■ **Task 1**
List every person named in the news report about the nurses' strike at Jorhat Medical College and Hospital.
■ **Task 2**
Reproduce word for word the portion of the report on the nurses' strike at Jorhat Medical College and Hospital between "A magisterial enquiry" and "into the matter.", inclusive.
■ **Task 3**
Write the next part of the news report on the nurses' strike at Jorhat Medical College and Hospital, picking up after its final sentence.

■ **Passage**
The Jorhat Medical College and Hospital was in the centre of another controversy with nurses striking work on Friday from 1 pm to 4 pm for alleged misbehaviour of security forces at the behest of Dr Purnima Baruah, Additional Superintendent of JMCH, during the visit of State Minister of Health, PWD, Finance, etc., Himanta Biswa Sarma, on July 4 last.
A magisterial enquiry has been ordered and the JMCH is conducting its own in-house enquiry. Medical Superintendent of JMCH, Dr Saurabh Borkotoki, said that the nurses withdrew their strike after a Magistrate assured them that an enquiry would be conducted into the matter.
During the strike, a patient who had suffered from a stroke died allegedly for want of oxygen and further compounded matters.
In written complaints to the Medical Superintendent of JMCH, Dr Saurabh Borkotoki, and the Principal-cum-Chief Superintendent, Dr Debajit Hazarika, the nurses alleged that three nursing superintendents and a nurse were rudely restricted from entering the neurosurgery unit which Sarma was scheduled to inaugurate that day by Dr Purnima Baruah and the security personnel.
Baruah denied that she was anywhere in the picture. Baruah said that since Sarma was under Z category security, she had given instructions to keep the area clear of people.
“It could be that the security personnel had used my name while clearing them out but I was nowhere near them,” she said. Baruah further said that due to the strike and no nursing personnel being at hand, a patient who had been admitted after suffering a stroke died for want of oxygen cylinder.

■ **Raw data**
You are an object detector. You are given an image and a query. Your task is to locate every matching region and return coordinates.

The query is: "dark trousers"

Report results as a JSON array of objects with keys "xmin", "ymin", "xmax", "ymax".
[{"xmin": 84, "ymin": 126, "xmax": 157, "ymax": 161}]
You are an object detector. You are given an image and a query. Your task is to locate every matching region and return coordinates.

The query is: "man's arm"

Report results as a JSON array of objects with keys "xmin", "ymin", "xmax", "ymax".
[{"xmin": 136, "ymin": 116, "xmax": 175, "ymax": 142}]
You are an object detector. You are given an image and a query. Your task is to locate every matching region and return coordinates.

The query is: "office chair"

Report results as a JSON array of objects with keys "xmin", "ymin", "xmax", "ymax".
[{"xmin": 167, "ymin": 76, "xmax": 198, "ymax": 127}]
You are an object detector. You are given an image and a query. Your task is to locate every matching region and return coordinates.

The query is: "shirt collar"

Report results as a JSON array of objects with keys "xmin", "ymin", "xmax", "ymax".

■ **Written reply 1**
Dr Purnima Baruah
Himanta Biswa Sarma
Dr Saurabh Borkotoki
Dr Debajit Hazarika

■ **Written reply 2**
A magisterial enquiry has been ordered and the JMCH is conducting its own in-house enquiry. Medical Superintendent of JMCH, Dr Saurabh Borkotoki, said that the nurses withdrew their strike after a Magistrate assured them that an enquiry would be conducted into the matter.

■ **Written reply 3**
The interns did as much as they could but they cannot do all that a nurse do. The family of the patient pleaded for the nurses striking outside to come and attend to him but they were unmoved,” she said.
“What I heard was that the family then went to the police station to file a case but were later pacified,” Baruah further said. Regarding the nurses stating that she had called them mur nothoka (stupid), she said that that was an earlier case in which an enquiry was conducted and the verdict had gone in her favour.
Baruah had said this to one nurse who had not called a doctor or the patient’s attendant when the patient had started gasping for breath. The nurse had said that she had not called a doctor as the doctor on duty would soon be making his rounds. “We will also be conducting a separate enquiry and get the result by tomorrow,” Borkotoky said.